Your goal: Copy the full review of Bending the Arc below, word for word.

Extracted text:
-- -- --
Directors: Kief Davidson and Pedro Kos Impact Partners: 2017.
Moupali Dias/Partners in Health
Paul Farmer with a boy in Haiti, where his aid group runs clinics and hospitals.
At this year's Miss USA beauty contest, winner Kra McCullough reignited an old debate. A scientist at the US Nuclear Regulatory Commission, McCullough declared that health care ought to be a privilege earned through work, not a right that the rich should not be forced to cover health costs for the poor. This is often a reality globally; as a result, skeleton-thin children die daily of diseases that are simple to fix.
There are many scenes depicting such tragedies in Bending the Arc, a documentary about aid group Partners in Health (PIH), co-founded by physician Paul Farmer. The organization, which is based in Boston, Massachusetts, aims to strengthen health systems in places where there are few or none. The film's name is based on a quote from nineteenth-century social reformer and abolitionist Theodore Parker, who said that society's actions arc towards justice over time.
Bending the Arc's producers include Hollywood heavy-hitters Ben Affleck and Matt Damon, but global-health and policy wonks will be more impressed by the involvement of hotshots such as World Bank president Jim Yong Kim and economist Jeffrey Sachs, to name a few.
With archival footage and photographs, the film follows the organization's development from its founding to today although it bounces around in time slightly, so that projects such as tackling tuberculosis and HIV cluster together. Near the beginning, Kim and Farmer pal around as colleagues at Harvard University in Cambridge, Massachusetts. Farmer enrolled at Harvard Medical School after a trip to Haiti, where he and health campaigner Ophelia Dahl (daughter of writer Roald) worked in a medical centre.
-- -- --
Supplied records:
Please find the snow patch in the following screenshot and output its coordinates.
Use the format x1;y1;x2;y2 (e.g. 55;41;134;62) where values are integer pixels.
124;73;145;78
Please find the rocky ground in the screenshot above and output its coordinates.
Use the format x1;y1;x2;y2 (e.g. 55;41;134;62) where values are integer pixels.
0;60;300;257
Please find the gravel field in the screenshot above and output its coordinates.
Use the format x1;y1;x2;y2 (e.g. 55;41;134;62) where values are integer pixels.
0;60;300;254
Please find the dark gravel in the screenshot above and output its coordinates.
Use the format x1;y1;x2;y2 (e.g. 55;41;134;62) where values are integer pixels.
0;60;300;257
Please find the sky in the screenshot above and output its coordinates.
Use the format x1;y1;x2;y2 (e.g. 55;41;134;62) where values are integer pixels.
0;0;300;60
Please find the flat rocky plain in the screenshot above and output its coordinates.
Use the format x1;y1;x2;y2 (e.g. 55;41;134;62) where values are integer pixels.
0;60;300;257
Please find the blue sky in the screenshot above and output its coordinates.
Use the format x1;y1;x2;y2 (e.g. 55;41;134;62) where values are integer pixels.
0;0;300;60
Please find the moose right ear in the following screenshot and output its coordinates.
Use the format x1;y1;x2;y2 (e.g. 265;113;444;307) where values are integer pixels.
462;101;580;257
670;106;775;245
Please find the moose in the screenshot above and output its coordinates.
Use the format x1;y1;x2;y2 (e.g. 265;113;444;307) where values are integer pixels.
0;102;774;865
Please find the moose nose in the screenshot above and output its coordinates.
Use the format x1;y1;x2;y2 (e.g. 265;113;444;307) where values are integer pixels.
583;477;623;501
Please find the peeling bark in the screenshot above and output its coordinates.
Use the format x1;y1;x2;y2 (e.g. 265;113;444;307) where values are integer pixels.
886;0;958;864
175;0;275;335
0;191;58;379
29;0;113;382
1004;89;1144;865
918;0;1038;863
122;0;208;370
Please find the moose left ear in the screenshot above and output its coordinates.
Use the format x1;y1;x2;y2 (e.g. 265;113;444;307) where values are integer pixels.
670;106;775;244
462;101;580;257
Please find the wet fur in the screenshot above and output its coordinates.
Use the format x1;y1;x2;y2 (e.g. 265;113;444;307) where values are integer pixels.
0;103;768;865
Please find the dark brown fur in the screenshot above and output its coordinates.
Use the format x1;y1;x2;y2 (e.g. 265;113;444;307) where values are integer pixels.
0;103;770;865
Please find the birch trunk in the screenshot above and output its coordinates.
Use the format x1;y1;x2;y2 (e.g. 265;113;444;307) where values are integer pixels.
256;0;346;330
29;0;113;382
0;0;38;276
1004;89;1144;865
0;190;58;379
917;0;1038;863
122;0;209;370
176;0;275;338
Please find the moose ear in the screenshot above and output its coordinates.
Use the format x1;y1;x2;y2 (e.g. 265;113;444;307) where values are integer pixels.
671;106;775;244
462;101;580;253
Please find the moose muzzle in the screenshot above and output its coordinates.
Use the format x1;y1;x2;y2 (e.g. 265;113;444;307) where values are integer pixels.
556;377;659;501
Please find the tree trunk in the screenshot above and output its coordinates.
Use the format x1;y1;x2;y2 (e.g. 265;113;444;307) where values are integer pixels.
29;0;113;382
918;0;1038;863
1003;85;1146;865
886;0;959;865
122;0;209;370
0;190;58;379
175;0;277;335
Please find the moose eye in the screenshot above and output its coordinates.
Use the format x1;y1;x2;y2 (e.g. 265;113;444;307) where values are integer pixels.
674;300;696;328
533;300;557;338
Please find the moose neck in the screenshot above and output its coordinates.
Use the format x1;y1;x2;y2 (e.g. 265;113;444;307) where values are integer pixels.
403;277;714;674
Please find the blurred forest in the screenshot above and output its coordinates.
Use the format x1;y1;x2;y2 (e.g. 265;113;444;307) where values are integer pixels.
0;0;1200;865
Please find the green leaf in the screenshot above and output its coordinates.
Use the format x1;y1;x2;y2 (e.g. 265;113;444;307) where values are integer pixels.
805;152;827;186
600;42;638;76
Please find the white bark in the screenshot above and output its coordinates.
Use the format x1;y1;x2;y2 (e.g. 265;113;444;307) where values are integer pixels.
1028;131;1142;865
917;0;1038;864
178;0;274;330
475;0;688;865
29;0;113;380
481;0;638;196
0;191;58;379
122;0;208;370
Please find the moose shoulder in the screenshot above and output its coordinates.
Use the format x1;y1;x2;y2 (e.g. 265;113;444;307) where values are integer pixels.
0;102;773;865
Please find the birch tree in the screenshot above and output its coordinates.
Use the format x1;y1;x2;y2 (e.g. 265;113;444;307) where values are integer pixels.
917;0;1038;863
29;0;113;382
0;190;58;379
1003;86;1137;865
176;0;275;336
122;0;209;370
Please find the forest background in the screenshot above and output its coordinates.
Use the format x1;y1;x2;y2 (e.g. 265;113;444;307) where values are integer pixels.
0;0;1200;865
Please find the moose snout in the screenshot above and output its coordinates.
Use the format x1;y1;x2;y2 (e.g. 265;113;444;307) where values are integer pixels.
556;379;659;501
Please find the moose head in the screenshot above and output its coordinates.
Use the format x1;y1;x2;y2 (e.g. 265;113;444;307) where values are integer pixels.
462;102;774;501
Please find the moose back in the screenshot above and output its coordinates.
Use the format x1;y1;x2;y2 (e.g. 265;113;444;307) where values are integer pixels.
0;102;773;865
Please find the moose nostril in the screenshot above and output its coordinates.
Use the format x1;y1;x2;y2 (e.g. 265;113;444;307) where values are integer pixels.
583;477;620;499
-- -- --
Answer to this problem:
Directors: Kief Davidson and Pedro Kos Impact Partners: 2017.
Moupali Dias/Partners in Health
Paul Farmer with a boy in Haiti, where his aid group runs clinics and hospitals.
At this year's Miss USA beauty contest, winner Kra McCullough reignited an old debate. A scientist at the US Nuclear Regulatory Commission, McCullough declared that health care ought to be a privilege earned through work, not a right that the rich should not be forced to cover health costs for the poor. This is often a reality globally; as a result, skeleton-thin children die daily of diseases that are simple to fix.
There are many scenes depicting such tragedies in Bending the Arc, a documentary about aid group Partners in Health (PIH), co-founded by physician Paul Farmer. The organization, which is based in Boston, Massachusetts, aims to strengthen health systems in places where there are few or none. The film's name is based on a quote from nineteenth-century social reformer and abolitionist Theodore Parker, who said that society's actions arc towards justice over time.
Bending the Arc's producers include Hollywood heavy-hitters Ben Affleck and Matt Damon, but global-health and policy wonks will be more impressed by the involvement of hotshots such as World Bank president Jim Yong Kim and economist Jeffrey Sachs, to name a few.
With archival footage and photographs, the film follows the organization's development from its founding to today although it bounces around in time slightly, so that projects such as tackling tuberculosis and HIV cluster together. Near the beginning, Kim and Farmer pal around as colleagues at Harvard University in Cambridge, Massachusetts. Farmer enrolled at Harvard Medical School after a trip to Haiti, where he and health campaigner Ophelia Dahl (daughter of writer Roald) worked in a medical centre.